▶ Given passage
_ _ _
Flowcrete UK participated in the 6th Annual European Food Safety & Quality Summit in Amsterdam, Netherlands, alongside HACCP International, to discuss with leading food and beverage businesses about specifying building materials that will create a hygienic production environment.
Flowcrete UK’s Exports Manager Ian Jones attended the event with HACCP International EMEA’s Managing Director Richard Mallet, who took part in a panel discussion at the summit to provide insights into upcoming changes and best practice food safety regulatory compliance. During the discussion, the summit’s attendees learnt how to prepare a successful strategy to meet HACCP requirements as well as how to effectively navigate the HACCP International certification process.
We’ve included a summary of some of the points outlined at the food safety summit below to give you an idea of what HACCP is and why it is becoming increasingly important.
What is HACCP?
HACCP stands for Hazard Analysis and Critical Control Point and it is a food safety management system that provides food and beverage facility designers, owners and plant managers with a list of parameters for building materials and operational activities to minimise the risk of food contamination incidents.
Rather than relying on end testing to trace a contamination back to its source, HACCP is centred upon the principles of prevention. The guidelines cover the entire food manufacturing process, from harvesting to consumption.
_ _ _
(Point-per-instance localization data)

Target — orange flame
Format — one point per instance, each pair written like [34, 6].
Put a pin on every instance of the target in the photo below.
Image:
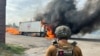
[12, 30]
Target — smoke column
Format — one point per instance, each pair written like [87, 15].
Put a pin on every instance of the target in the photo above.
[64, 12]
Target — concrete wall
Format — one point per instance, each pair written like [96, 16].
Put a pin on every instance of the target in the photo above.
[2, 20]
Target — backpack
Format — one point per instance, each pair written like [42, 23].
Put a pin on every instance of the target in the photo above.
[65, 50]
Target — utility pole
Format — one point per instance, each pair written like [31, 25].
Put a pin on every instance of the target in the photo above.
[2, 20]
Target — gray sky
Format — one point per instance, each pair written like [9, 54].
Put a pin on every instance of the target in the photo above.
[24, 10]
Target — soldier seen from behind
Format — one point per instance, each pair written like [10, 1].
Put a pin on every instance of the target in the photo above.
[61, 46]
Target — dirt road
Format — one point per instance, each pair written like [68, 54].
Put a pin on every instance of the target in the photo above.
[38, 45]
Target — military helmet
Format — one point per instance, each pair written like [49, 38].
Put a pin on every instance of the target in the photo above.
[63, 32]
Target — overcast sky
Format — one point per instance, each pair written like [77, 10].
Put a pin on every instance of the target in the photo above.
[24, 10]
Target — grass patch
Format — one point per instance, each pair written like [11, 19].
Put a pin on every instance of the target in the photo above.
[9, 50]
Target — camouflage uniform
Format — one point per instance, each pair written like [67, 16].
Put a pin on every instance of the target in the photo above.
[62, 33]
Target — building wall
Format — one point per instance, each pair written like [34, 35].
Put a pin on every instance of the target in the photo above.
[2, 20]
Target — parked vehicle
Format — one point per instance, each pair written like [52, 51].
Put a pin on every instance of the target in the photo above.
[32, 28]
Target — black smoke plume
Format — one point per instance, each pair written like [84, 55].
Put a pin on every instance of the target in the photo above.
[64, 12]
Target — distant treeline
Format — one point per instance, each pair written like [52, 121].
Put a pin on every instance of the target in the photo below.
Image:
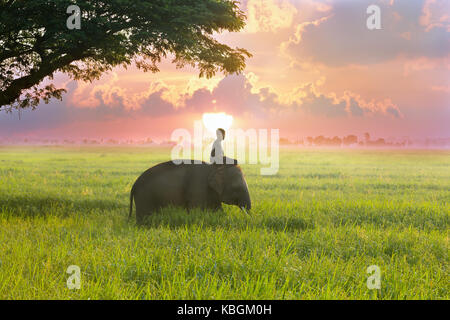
[346, 141]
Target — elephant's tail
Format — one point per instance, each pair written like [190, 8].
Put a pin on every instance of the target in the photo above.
[131, 202]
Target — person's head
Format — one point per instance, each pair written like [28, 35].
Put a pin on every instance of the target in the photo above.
[220, 133]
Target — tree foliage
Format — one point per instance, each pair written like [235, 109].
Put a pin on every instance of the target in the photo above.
[35, 41]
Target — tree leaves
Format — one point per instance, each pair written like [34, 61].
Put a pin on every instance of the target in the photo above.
[35, 42]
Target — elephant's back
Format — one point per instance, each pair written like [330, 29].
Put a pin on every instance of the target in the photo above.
[168, 173]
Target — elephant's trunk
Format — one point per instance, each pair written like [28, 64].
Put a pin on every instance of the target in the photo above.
[246, 204]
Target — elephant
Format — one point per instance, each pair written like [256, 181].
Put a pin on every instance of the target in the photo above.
[185, 184]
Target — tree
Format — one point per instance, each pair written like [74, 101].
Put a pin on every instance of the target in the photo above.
[35, 41]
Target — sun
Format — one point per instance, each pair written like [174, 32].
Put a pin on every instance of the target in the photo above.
[212, 121]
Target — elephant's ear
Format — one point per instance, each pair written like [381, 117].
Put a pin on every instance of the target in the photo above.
[216, 178]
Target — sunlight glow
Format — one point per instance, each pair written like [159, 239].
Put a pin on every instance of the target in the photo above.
[212, 121]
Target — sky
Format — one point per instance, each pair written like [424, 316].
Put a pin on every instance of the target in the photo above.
[317, 69]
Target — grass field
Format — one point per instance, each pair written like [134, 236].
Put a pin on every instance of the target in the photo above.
[314, 229]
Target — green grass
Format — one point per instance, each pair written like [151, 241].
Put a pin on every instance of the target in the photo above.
[314, 229]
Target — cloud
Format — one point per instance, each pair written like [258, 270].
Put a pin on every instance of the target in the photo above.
[342, 38]
[269, 15]
[234, 95]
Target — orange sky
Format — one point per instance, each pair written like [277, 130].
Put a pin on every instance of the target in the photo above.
[316, 69]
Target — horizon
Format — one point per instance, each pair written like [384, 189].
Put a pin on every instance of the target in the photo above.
[391, 82]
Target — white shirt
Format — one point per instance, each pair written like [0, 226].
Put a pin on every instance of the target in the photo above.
[217, 147]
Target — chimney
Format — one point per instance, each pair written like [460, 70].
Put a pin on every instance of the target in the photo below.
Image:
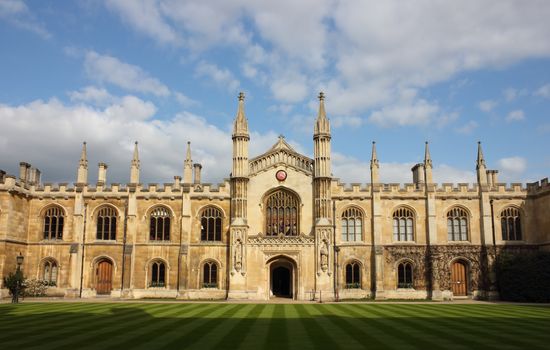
[177, 181]
[197, 179]
[24, 172]
[492, 177]
[418, 174]
[34, 176]
[102, 175]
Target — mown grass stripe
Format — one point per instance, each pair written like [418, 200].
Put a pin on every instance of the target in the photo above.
[457, 325]
[424, 323]
[230, 331]
[160, 331]
[137, 325]
[198, 327]
[297, 333]
[257, 332]
[277, 336]
[504, 327]
[393, 336]
[351, 328]
[317, 336]
[42, 325]
[482, 313]
[235, 334]
[90, 326]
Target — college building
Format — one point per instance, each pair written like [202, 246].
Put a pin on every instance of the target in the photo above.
[280, 226]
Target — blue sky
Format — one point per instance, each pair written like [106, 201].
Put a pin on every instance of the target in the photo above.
[163, 72]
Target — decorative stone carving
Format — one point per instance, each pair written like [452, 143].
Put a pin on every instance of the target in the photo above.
[238, 250]
[281, 240]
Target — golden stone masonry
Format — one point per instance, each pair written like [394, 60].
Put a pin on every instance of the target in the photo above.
[281, 226]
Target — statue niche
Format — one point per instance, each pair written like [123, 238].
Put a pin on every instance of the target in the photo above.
[282, 213]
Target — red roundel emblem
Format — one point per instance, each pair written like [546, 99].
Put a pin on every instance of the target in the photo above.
[281, 175]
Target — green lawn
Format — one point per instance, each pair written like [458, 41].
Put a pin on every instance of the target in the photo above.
[273, 326]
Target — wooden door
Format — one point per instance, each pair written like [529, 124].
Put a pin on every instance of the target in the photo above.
[104, 277]
[458, 279]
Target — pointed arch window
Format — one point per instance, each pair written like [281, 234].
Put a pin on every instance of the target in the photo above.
[158, 274]
[403, 225]
[457, 224]
[405, 275]
[353, 275]
[282, 213]
[159, 229]
[211, 224]
[54, 220]
[49, 272]
[352, 225]
[510, 223]
[106, 224]
[210, 275]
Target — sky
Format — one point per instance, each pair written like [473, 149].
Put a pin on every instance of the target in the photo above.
[164, 72]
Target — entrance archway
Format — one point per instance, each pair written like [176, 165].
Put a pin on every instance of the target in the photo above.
[282, 277]
[458, 279]
[104, 277]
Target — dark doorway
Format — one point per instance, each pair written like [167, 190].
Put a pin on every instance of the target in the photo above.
[104, 276]
[280, 282]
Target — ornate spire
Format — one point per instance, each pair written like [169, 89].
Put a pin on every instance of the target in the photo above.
[135, 158]
[374, 157]
[427, 157]
[480, 160]
[374, 165]
[84, 156]
[82, 172]
[322, 125]
[134, 166]
[480, 166]
[188, 165]
[240, 127]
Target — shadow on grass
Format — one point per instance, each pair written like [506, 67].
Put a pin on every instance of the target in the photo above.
[215, 326]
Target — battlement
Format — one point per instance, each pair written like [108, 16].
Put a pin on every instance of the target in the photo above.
[539, 187]
[11, 183]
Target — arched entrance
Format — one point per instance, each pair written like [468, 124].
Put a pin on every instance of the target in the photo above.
[459, 285]
[282, 277]
[104, 277]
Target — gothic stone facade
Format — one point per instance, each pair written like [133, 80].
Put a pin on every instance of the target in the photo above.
[280, 226]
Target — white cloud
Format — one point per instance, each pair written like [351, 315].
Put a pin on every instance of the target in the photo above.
[487, 105]
[362, 52]
[512, 168]
[109, 69]
[145, 17]
[350, 169]
[515, 116]
[185, 100]
[419, 112]
[543, 91]
[290, 88]
[511, 94]
[92, 94]
[468, 127]
[18, 14]
[221, 76]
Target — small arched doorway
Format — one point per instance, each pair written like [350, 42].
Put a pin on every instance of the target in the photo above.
[282, 275]
[104, 277]
[459, 285]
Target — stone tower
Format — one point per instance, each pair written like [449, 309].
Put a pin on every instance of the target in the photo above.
[239, 188]
[324, 233]
[135, 166]
[82, 173]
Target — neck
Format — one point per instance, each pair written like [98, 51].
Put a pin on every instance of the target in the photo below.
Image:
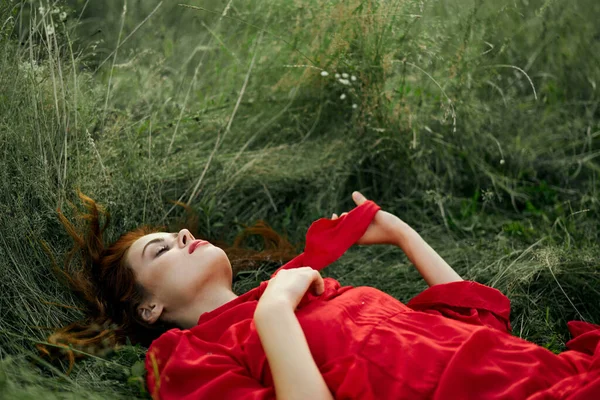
[215, 298]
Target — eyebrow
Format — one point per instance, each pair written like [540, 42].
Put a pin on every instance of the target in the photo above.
[156, 241]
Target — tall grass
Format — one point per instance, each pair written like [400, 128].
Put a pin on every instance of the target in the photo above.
[475, 122]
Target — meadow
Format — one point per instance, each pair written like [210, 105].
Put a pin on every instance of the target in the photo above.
[476, 122]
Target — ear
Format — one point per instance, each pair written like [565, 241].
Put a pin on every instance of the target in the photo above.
[150, 311]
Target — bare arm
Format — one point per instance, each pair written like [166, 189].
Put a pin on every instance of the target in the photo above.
[295, 373]
[386, 228]
[430, 265]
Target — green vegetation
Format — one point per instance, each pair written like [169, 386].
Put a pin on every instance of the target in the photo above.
[475, 122]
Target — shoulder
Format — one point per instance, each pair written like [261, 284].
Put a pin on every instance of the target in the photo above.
[162, 348]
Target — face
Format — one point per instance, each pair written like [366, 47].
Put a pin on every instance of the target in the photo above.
[173, 276]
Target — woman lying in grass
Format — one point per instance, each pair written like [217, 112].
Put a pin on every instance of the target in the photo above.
[299, 336]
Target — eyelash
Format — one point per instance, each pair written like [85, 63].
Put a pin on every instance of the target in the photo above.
[161, 249]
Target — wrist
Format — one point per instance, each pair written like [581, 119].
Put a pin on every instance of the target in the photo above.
[268, 307]
[402, 233]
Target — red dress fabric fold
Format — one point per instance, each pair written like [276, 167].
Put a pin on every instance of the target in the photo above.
[449, 342]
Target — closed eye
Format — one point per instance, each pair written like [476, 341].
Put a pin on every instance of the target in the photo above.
[163, 248]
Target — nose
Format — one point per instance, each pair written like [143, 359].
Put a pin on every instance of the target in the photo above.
[185, 237]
_ _ _
▶ Description of the task
Rewrite everything in the food safety summit passage from "HACCP stands for" down to "harvesting to consumption.", replacing "end testing" with "final product testing".

▶ Output for this task
HACCP stands for Hazard Analysis and Critical Control Point and it is a food safety management system that provides food and beverage facility designers, owners and plant managers with a list of parameters for building materials and operational activities to minimise the risk of food contamination incidents.
Rather than relying on final product testing to trace a contamination back to its source, HACCP is centred upon the principles of prevention. The guidelines cover the entire food manufacturing process, from harvesting to consumption.